* _The request_: Rewrite everything from the row containing "of the lamp" down through the last of the rows, swapping "innermost point" for "central point" and keeping all other text unchanged.

* _Provided entries_:
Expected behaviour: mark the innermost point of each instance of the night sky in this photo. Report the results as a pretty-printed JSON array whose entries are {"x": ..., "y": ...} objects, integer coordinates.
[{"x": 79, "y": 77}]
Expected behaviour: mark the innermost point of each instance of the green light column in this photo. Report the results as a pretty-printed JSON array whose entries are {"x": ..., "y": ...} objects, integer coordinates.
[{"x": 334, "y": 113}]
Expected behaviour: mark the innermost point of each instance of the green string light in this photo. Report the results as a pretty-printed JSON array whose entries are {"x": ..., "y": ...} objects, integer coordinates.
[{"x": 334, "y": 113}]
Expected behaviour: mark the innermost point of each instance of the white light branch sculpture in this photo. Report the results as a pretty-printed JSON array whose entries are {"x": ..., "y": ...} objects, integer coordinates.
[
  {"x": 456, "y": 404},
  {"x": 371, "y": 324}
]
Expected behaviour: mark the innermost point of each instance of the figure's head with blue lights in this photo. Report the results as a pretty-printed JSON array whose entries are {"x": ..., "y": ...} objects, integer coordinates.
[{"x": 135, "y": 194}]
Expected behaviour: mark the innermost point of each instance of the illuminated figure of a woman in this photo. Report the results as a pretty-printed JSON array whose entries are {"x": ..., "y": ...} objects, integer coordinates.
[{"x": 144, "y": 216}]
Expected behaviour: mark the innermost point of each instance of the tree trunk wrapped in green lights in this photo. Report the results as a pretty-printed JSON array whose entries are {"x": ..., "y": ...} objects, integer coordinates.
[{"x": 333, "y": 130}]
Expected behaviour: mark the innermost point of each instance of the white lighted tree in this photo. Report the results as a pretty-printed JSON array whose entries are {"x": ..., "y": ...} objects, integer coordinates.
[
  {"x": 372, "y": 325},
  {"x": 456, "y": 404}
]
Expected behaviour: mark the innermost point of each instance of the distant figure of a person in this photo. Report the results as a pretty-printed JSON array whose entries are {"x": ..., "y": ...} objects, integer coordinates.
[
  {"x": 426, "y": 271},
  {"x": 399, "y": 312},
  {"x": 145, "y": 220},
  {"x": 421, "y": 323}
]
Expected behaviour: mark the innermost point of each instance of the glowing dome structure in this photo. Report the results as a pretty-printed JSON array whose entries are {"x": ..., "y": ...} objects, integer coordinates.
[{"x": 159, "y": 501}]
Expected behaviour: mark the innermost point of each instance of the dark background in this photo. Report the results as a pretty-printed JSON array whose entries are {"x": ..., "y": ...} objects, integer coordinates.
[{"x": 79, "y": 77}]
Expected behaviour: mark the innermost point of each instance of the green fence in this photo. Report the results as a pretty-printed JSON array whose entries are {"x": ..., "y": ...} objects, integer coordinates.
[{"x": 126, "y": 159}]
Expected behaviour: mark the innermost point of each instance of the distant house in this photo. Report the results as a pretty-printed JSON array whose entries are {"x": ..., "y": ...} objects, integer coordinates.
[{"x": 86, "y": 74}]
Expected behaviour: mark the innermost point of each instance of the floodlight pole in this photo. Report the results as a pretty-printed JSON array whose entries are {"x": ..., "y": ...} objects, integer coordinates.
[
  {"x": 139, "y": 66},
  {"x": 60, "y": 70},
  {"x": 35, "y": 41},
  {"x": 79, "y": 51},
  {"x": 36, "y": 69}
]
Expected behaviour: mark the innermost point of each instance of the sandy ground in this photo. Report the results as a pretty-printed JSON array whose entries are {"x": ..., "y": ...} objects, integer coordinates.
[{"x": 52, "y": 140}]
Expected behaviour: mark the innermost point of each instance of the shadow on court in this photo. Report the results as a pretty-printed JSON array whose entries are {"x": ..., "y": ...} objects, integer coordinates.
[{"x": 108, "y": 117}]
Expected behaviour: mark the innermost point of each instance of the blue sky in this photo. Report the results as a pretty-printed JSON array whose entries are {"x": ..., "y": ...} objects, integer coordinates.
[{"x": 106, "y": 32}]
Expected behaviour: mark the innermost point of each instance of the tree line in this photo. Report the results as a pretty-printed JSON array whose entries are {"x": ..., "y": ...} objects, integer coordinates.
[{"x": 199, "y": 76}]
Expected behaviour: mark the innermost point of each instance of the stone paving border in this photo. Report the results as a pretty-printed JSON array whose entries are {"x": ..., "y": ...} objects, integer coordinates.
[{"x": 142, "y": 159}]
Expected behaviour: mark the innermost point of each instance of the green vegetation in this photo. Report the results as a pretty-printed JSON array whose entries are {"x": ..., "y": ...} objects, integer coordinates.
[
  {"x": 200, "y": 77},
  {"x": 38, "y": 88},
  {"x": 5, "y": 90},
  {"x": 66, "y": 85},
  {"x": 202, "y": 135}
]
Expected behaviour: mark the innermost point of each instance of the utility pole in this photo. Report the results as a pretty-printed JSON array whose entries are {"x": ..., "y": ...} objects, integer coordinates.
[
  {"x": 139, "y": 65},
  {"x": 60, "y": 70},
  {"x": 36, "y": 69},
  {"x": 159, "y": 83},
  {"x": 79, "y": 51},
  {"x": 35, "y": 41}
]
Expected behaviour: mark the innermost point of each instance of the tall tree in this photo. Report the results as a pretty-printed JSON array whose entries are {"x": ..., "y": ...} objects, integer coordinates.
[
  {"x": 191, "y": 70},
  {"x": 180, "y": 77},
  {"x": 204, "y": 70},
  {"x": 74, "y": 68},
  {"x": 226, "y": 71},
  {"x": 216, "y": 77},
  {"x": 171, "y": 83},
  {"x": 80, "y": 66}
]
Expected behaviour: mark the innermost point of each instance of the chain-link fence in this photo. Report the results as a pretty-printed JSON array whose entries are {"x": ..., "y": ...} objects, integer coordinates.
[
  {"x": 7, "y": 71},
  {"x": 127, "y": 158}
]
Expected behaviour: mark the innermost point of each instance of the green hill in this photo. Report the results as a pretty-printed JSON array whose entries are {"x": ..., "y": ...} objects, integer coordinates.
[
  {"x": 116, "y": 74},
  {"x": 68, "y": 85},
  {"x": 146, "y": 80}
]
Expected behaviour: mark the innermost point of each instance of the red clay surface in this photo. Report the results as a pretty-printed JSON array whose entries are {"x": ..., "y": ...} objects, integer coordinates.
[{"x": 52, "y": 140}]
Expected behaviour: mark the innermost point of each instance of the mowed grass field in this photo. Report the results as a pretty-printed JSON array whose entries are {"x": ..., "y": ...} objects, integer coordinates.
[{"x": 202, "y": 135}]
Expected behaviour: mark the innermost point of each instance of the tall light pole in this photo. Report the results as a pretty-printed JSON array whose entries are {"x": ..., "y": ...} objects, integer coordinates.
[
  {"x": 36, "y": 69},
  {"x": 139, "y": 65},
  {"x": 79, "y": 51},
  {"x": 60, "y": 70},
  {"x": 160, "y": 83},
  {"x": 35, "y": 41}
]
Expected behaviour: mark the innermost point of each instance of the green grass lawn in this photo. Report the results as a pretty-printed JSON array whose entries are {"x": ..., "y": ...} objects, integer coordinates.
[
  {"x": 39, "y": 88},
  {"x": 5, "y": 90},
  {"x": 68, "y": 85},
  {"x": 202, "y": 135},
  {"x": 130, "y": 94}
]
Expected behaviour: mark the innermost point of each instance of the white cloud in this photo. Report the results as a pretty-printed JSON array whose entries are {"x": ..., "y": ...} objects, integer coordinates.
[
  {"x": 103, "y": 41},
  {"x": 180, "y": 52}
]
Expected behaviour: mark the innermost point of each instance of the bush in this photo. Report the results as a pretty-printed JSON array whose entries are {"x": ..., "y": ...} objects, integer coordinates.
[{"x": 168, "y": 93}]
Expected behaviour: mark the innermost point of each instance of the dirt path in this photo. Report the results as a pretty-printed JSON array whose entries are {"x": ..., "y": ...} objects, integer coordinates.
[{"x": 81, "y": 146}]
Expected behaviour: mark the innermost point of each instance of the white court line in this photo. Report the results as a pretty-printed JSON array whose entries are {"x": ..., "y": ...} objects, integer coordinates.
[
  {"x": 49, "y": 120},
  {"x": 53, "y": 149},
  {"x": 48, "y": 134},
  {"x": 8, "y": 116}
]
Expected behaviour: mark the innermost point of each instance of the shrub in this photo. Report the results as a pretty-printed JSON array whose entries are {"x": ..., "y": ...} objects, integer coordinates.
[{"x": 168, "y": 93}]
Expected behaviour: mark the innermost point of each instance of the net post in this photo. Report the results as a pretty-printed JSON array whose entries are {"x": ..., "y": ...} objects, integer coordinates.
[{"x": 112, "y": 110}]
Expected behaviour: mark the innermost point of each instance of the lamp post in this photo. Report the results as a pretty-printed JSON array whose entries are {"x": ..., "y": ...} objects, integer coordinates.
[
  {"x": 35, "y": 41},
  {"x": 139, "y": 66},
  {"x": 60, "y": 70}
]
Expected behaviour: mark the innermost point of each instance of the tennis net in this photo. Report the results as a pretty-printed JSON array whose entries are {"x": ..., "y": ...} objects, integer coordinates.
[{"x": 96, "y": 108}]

* _Completed exercise_:
Expected behaviour: mark the central point of each instance of the lamp post in this photo. Report the results as a pretty-printed JSON array whose entries are {"x": ..., "y": ...} objects, integer coordinates.
[
  {"x": 35, "y": 41},
  {"x": 139, "y": 66},
  {"x": 60, "y": 70}
]
Expected behaviour: mark the central point of each instance of the tennis net in this photo. Report the results as a pretty-printed JSON array whose entries are {"x": ..., "y": ...} objects, integer coordinates.
[{"x": 96, "y": 108}]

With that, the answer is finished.